> [Given passage]
Subject: Re: MTD devices in NetBSD
To: Bill Studenmund <wrstuden@netbsd.org>
From: marty fouts <mf.danger@gmail.com>
List: tech-kern
Date: 03/23/2006 13:29:19
For performance and space reasons, NAND needs to have the concept of
two different size "blocks".  The literature calls these various
things, but the easiest terminology to use is erase-block and
write-block.  The write-block is small, either 512 bytes or 2k bytes,
in most nand parts, and is the unit of I/O.  You can't read or write
except in write-block increments and once you've written a
write-block, you can't rewrite it until you erase the erase-unit
containing it.  Erase block sizes are typically much larger, often
128kb.

If you try to match file system block sizes to the erase block size,
then you need to do all sorts of clever stuff in the file system for
putting data from more than one file into a single data block, or you
end up wasting a lot of space.

Typically this problem is solved by using a file system block size
that matches the write-block size and modifying the file system so
that it doesn't write zero fill blocks.  But that leads to a need for
garbage collection.

It is the exercise of managing the data structures necessary for
garbage collection that makes for the design trade-offs in the design
of nand-aware file systems, and the reason why so many of the
commercial NAND file systems use an intermediate layer to handle block
management.

Mike Chen, at PalmSource, modified LFS to work with NAND.
Unfortunately, that's PalmSource's IP, and was in PalmOS 6, so we'd
have to do the (estimated 18 man month) project over again to make LFS
work for NAND. Mike's work was pretty carefully tuned to the specific
NAND parts we were working with and took a lot of advantage of
geometry.

JFFS2 tries to work for NAND and NOR by not taking advantage of NAND
OOB storage. It is extremely slow as a result of the overhead that
introduces, and JFFS3 is being written to replace it.

YAFFS2 takes advantage of the NAND OOB data and is much faster than
JFFS2, but, of course won't work as-is on NOR.  (We've discussed ideas
for modifying it so that a region of NOR could be made to serve as if
it wre the NAND OOB. This seems doable.)

I am familiar with three commercial NAND file systems, M-Systems MDOC,
Datalite's RelianceFS, and Samsung's RFS. MOD and RFS are optimized to
specific hardware, and all three use a "flash translation layer"
between the FS and the flash part.

You can't directly map a "read-only" file system on top of NAND if
that file system block numbers as part of its data structures, unless
you have a remapping layer to deal with bad blocks or are willing to
work only with NAND parts that have no bad blocks. (All NAND parts
have bad blocks...)

There really are about two ways to go with NAND:

1) export a very simple block device model that uses ioctls for
getting/setting configuration, getting/setting OOB data, handling ECC
and erasing and does read/write at the write-block size

or

2) the above plus a "flash translation layer" that does garbage
collection, bad block management, and presents a simple block device
interface.

Marty

> [Stored records]
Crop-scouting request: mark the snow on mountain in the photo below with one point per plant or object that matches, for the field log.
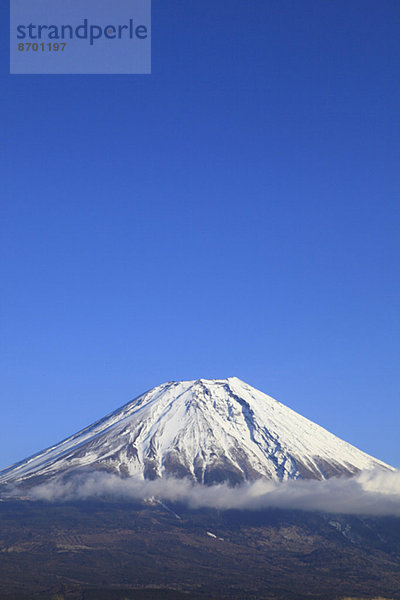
(206, 430)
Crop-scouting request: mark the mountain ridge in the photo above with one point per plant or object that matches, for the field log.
(206, 430)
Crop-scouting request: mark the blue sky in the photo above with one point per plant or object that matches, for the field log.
(234, 213)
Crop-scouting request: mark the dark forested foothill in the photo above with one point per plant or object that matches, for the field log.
(117, 551)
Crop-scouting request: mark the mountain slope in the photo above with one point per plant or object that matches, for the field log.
(207, 430)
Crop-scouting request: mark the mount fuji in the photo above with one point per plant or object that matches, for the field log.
(209, 431)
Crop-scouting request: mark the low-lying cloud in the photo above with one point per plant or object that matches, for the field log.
(370, 492)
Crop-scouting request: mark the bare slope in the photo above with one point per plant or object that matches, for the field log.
(207, 430)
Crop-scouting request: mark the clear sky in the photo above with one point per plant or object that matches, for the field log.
(236, 213)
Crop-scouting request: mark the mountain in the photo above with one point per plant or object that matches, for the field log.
(207, 430)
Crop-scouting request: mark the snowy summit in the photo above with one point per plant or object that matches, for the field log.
(206, 430)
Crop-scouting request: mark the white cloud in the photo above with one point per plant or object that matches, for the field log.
(371, 492)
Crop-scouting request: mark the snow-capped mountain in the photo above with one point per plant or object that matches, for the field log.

> [Exercise goal] Please say whether each statement agrees with the post on NAND file systems, giving yes or no and quoting the words from the post that decide it: (a) Erase blocks are usually smaller than write-blocks. (b) YAFFS2 runs much faster than JFFS2. (c) All three commercial NAND file systems the writer knows use a flash translation layer. The records are taken from a different source.

> [Exercise output]
(a) No: "Erase block sizes are typically much larger, often 128kb."
(b) Yes: "YAFFS2 takes advantage of the NAND OOB data and is much faster than JFFS2"
(c) Yes: "all three use a "flash translation layer" between the FS and the flash part."